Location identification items

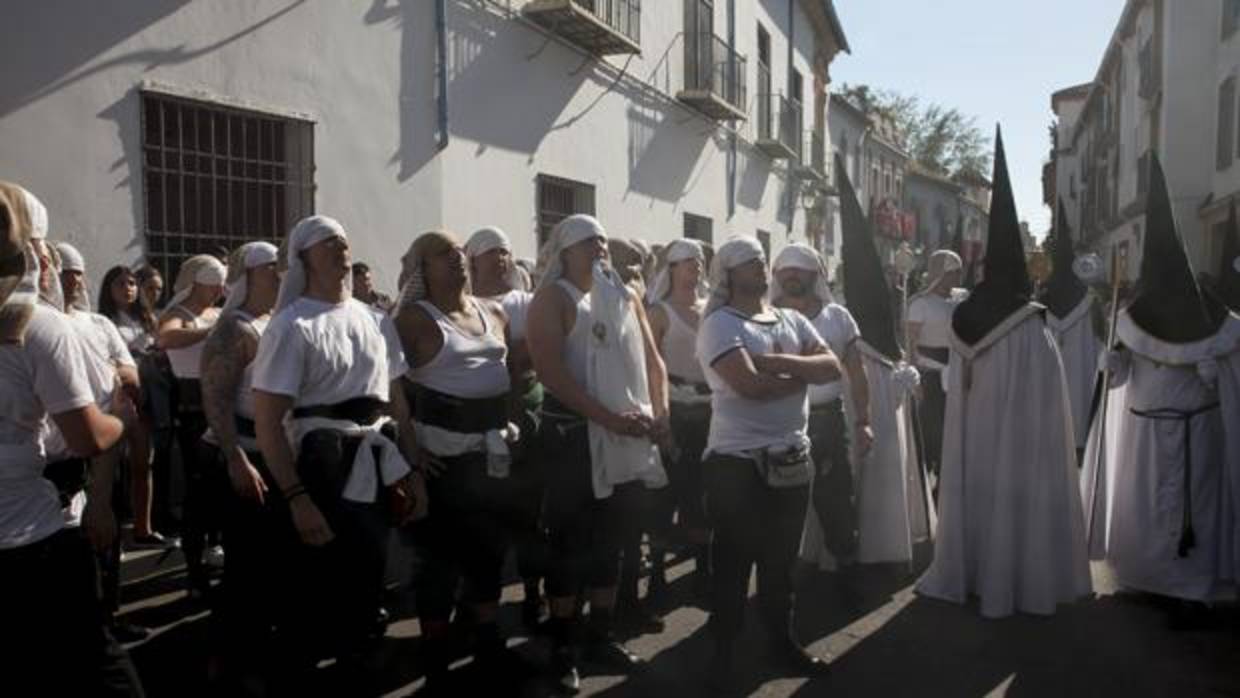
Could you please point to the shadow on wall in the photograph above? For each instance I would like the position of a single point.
(755, 172)
(665, 148)
(125, 115)
(36, 71)
(507, 86)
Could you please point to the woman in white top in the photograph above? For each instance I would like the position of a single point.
(677, 298)
(120, 301)
(455, 346)
(182, 330)
(929, 331)
(51, 610)
(494, 274)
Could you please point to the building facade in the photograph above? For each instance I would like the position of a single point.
(160, 129)
(1166, 86)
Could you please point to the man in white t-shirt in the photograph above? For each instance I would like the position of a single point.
(801, 284)
(759, 362)
(331, 365)
(929, 334)
(51, 606)
(494, 274)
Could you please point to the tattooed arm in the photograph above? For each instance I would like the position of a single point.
(228, 350)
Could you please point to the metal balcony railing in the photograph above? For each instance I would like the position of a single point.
(714, 77)
(779, 127)
(602, 26)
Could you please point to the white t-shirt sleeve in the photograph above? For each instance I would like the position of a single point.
(60, 370)
(806, 335)
(719, 334)
(397, 365)
(279, 362)
(117, 349)
(918, 311)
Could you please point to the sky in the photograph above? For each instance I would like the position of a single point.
(995, 60)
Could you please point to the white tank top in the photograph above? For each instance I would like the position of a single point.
(244, 392)
(466, 366)
(680, 347)
(577, 341)
(187, 361)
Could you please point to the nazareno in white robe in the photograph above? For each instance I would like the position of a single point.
(1138, 510)
(1079, 347)
(1011, 528)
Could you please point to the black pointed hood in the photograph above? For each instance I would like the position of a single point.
(1006, 285)
(869, 298)
(1169, 305)
(1064, 290)
(1229, 275)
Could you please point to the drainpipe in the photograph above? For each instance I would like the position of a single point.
(794, 185)
(442, 73)
(732, 136)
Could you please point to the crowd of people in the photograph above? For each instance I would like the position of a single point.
(697, 401)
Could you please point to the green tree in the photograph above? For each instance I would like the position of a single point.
(939, 138)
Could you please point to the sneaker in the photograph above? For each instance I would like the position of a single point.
(213, 557)
(128, 632)
(564, 671)
(611, 653)
(154, 541)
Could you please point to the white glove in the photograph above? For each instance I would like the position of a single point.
(1208, 371)
(907, 377)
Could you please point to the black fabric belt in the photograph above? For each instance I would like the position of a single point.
(244, 427)
(699, 388)
(363, 410)
(943, 355)
(70, 476)
(189, 394)
(1187, 537)
(465, 415)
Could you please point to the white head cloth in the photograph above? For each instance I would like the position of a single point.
(485, 239)
(72, 260)
(37, 216)
(797, 256)
(678, 251)
(941, 263)
(199, 269)
(566, 233)
(729, 256)
(247, 257)
(306, 233)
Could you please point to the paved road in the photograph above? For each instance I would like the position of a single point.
(883, 639)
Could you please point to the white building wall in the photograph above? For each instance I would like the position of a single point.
(520, 104)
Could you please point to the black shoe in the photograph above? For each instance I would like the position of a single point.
(613, 655)
(799, 660)
(563, 668)
(532, 613)
(127, 632)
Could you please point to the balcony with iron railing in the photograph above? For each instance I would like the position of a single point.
(811, 161)
(602, 26)
(779, 127)
(714, 77)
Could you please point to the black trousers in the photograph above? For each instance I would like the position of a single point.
(463, 538)
(259, 539)
(336, 588)
(585, 534)
(833, 495)
(55, 639)
(753, 525)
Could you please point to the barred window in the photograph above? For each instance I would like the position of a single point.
(558, 198)
(699, 228)
(215, 177)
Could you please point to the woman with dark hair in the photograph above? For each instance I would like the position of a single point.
(122, 303)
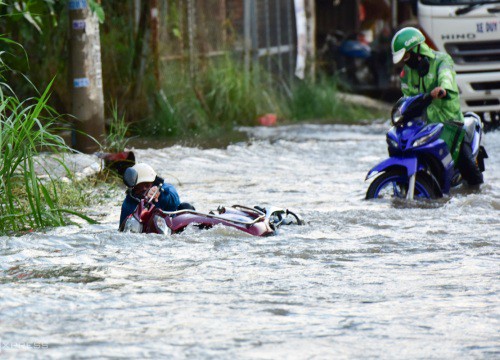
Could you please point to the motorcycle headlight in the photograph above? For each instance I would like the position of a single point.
(425, 139)
(132, 225)
(392, 143)
(161, 225)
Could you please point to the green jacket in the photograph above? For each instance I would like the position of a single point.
(441, 73)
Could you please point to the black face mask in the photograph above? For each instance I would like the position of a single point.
(422, 65)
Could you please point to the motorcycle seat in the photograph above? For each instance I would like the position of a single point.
(471, 122)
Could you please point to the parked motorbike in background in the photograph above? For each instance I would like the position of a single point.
(420, 164)
(352, 60)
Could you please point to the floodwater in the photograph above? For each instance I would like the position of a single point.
(363, 279)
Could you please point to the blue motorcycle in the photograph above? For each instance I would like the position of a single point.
(420, 164)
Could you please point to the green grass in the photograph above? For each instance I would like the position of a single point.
(27, 201)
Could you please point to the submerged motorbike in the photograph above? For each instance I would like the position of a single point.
(420, 164)
(257, 221)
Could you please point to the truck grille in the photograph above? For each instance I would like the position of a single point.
(485, 102)
(476, 52)
(484, 86)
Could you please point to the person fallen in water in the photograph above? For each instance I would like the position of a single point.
(148, 184)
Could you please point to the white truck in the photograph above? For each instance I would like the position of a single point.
(469, 31)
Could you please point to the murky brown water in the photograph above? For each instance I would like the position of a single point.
(360, 280)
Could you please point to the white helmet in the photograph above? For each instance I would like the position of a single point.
(145, 173)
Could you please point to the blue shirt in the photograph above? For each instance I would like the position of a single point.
(168, 201)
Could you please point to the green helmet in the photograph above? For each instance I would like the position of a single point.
(404, 40)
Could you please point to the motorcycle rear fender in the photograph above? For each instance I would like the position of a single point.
(410, 164)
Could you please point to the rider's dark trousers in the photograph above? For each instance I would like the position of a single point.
(467, 166)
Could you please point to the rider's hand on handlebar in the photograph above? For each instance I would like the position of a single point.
(438, 93)
(153, 191)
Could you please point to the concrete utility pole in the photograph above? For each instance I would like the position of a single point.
(86, 76)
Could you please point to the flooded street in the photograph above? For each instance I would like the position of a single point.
(363, 279)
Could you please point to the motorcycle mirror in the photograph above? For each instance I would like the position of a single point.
(130, 177)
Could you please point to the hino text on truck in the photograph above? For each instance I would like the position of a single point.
(469, 31)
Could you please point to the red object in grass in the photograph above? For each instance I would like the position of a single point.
(268, 120)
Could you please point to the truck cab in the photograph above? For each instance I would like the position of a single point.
(469, 31)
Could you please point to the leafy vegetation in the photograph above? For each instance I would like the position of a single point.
(29, 195)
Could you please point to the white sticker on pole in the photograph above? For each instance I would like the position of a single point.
(78, 24)
(81, 82)
(77, 4)
(301, 25)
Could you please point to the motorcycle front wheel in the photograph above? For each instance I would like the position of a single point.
(394, 184)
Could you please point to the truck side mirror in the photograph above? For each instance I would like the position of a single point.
(414, 7)
(130, 177)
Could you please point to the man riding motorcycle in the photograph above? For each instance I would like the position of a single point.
(426, 70)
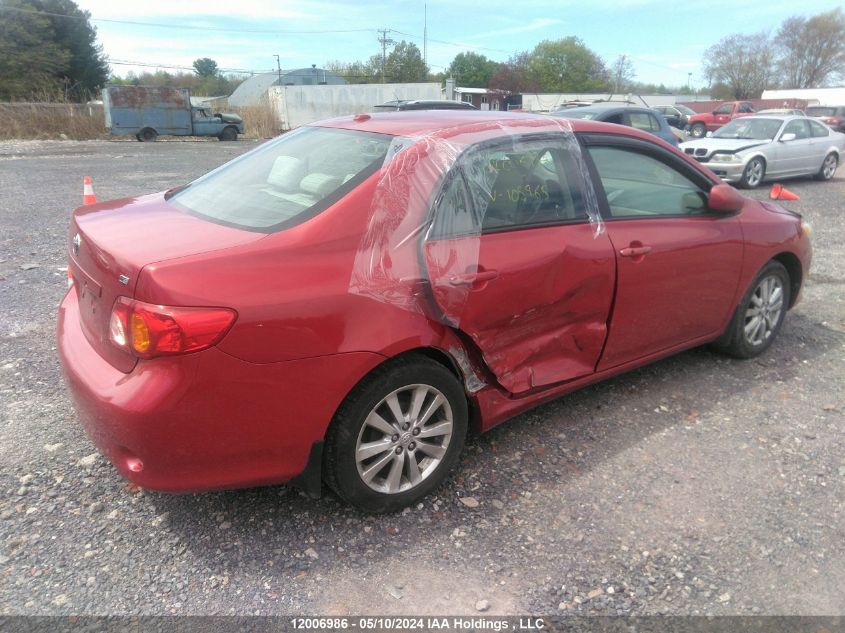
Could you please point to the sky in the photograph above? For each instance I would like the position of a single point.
(665, 40)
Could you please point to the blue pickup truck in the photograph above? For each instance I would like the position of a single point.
(147, 111)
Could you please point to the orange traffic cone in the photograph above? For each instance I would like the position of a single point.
(779, 192)
(88, 196)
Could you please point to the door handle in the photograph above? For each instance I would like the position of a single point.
(635, 251)
(469, 279)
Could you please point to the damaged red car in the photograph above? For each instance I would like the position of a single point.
(344, 304)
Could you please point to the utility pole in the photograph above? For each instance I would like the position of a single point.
(279, 67)
(385, 42)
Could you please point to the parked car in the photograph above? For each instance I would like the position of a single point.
(343, 303)
(699, 124)
(753, 149)
(432, 104)
(782, 111)
(676, 115)
(833, 116)
(644, 119)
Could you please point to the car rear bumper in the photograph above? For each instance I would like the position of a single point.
(207, 420)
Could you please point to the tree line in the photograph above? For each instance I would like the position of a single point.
(49, 48)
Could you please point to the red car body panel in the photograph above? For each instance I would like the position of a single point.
(713, 121)
(564, 309)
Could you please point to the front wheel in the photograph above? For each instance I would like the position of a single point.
(753, 175)
(759, 316)
(396, 436)
(828, 168)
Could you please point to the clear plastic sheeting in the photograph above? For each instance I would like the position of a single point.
(438, 193)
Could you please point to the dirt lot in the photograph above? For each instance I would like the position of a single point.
(696, 485)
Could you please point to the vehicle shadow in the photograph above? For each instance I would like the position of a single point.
(283, 537)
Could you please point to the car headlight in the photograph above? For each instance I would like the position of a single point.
(725, 158)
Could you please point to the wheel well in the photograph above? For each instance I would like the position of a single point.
(793, 267)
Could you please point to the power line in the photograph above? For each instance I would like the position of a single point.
(186, 26)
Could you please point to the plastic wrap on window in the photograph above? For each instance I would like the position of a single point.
(437, 193)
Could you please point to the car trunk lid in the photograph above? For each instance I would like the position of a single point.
(110, 243)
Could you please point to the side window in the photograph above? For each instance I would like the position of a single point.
(640, 186)
(532, 183)
(643, 121)
(798, 127)
(818, 130)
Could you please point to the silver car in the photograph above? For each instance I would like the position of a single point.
(752, 149)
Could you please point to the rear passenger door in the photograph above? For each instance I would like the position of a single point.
(515, 264)
(678, 264)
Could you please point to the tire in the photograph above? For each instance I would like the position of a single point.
(753, 174)
(828, 168)
(381, 477)
(147, 135)
(228, 134)
(769, 293)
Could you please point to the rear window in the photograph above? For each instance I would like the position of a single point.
(286, 181)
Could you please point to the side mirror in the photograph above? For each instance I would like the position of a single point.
(725, 199)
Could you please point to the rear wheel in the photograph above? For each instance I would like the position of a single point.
(147, 135)
(228, 134)
(753, 175)
(828, 168)
(396, 436)
(759, 316)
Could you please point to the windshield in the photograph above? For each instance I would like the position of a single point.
(285, 181)
(817, 111)
(752, 129)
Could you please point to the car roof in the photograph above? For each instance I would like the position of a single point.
(450, 123)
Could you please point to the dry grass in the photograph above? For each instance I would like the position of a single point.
(259, 120)
(51, 121)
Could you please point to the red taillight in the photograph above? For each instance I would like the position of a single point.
(146, 330)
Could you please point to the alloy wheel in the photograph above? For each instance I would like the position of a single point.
(404, 439)
(764, 310)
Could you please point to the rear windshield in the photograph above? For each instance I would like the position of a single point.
(286, 181)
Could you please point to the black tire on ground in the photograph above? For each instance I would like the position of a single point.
(229, 134)
(349, 431)
(828, 168)
(753, 174)
(767, 299)
(147, 135)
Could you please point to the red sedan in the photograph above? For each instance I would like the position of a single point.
(344, 303)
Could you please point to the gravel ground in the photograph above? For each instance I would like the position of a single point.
(697, 485)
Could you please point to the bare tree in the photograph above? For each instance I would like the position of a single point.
(623, 74)
(812, 51)
(744, 63)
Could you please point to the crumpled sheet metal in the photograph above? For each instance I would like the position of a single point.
(416, 256)
(390, 262)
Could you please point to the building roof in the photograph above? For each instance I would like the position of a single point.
(255, 88)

■ Task description: Nothing but the lines from the one with "Could you please point to the side mirror" through the end of the data above should be repeated, each exactly as it stands.

■ Output:
Could you please point to the side mirror in the photograph above? For each instance I would like the position of a single point.
(725, 199)
Could you please point to the rear wheel in the photograph above? For each instance I would like the position of a single point.
(147, 135)
(228, 134)
(753, 175)
(828, 168)
(396, 436)
(759, 316)
Could you please point to the windshield in the photograph above? For each instance I would like the position of a single point.
(285, 181)
(817, 111)
(752, 129)
Could you please point to the car roof in the photograph above? For each instance I would like the position of a single point.
(450, 123)
Could you please point to the dry grass in the photograph above? For each instance I would like the position of a single point.
(259, 120)
(51, 121)
Could you please point to the red taillight in the photograph above? For each instance I would like the position of a single point.
(146, 330)
Could you please point to the alloy wheel in the photograph above? For each instance I would like the position of a single point.
(404, 439)
(764, 310)
Could you please point to the rear windshield in the photograph above? For each instance I would like the position of a single point.
(286, 181)
Could you please point to the black tire on ground in the photograph above? For each instance I would like the position of a single point.
(229, 134)
(349, 431)
(828, 168)
(753, 174)
(767, 299)
(147, 135)
Could you please point to the red sedan in the photograph above? For each instance I would like the position of a single point.
(344, 303)
Could you please point to the gravel ground in the photograph above? For each instance I would like the position of a single point.
(697, 485)
Could you please point to the bare tree in the photograph above? For each instance I would like the position of a single point.
(623, 74)
(812, 51)
(744, 63)
Could you please point to the crumpled sheet metal in the photograph above? For each instance I would like the position of a single point.
(416, 256)
(390, 262)
Could you please point to the building roof in the photograph above? For each instance I would like the position of a single point.
(255, 88)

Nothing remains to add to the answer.